__Problem statement__.
Swap every "shadow on pavement" in the data below for "pavement shadow", and return the full data with nothing else changed.
═════ Available data
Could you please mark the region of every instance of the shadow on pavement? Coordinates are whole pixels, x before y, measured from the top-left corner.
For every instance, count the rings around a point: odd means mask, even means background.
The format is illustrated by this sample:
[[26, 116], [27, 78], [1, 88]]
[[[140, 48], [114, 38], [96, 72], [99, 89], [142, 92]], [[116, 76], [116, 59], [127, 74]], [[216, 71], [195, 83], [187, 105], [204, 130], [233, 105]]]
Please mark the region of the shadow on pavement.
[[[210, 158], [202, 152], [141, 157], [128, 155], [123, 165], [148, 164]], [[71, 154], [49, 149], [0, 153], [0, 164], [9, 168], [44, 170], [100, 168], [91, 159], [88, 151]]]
══════════
__Task answer__.
Could you please mark the region of every instance of the pavement shadow? Coordinates are whole pixels, x before y, measured from the top-left corner.
For every instance, count the rings around a point: odd means mask, even means background.
The format is illustrated by this sample:
[[26, 116], [27, 78], [1, 88]]
[[[140, 48], [114, 38], [96, 72], [99, 89], [142, 92]], [[116, 76], [116, 59], [127, 74]], [[216, 71], [195, 83], [187, 105], [204, 130], [233, 105]]]
Please mark the region of the pavement shadow.
[[[210, 158], [202, 152], [141, 157], [128, 155], [123, 165], [148, 164]], [[71, 154], [49, 149], [0, 153], [0, 164], [9, 168], [44, 170], [100, 168], [91, 159], [88, 151]]]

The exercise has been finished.